----- TEXT PROVIDED -----
Resilience should not be confused with resistance to change. On the contrary, trying to prevent change and disturbance to a system reduces its resilience. A forest that never burns eventually loses species capable of withstanding fire. Children who are prevented from playing in dirt grow up with compromised immune systems. Building and maintaining resilience requires probing its boundaries.
If a shift into a bad state has already happened, or is inevitable and will be irreversible, the only option is transformation into a different kind of system – a new way of living (and making a living). Transformability and resilience are not opposites. In order for a system to remain resilient at one scale, parts of it at other scales may have to transform.
In Australia, for example, the Murray-Darling basin cannot continue as a resilient agricultural region if all parts of it continue doing what they are doing now. There simply is not enough water. So some parts of it will have to transform.
-----
→ **PROBLEM**
In the text on resilience, what does a forest that never burns eventually lose?
----- GIVEN MATERIAL -----
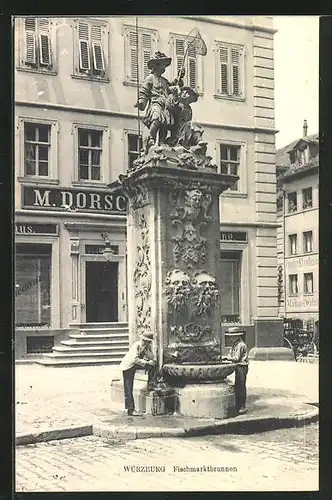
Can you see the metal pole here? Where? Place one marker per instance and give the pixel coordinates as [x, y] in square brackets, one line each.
-----
→ **RESULT**
It eventually loses species capable of withstanding fire.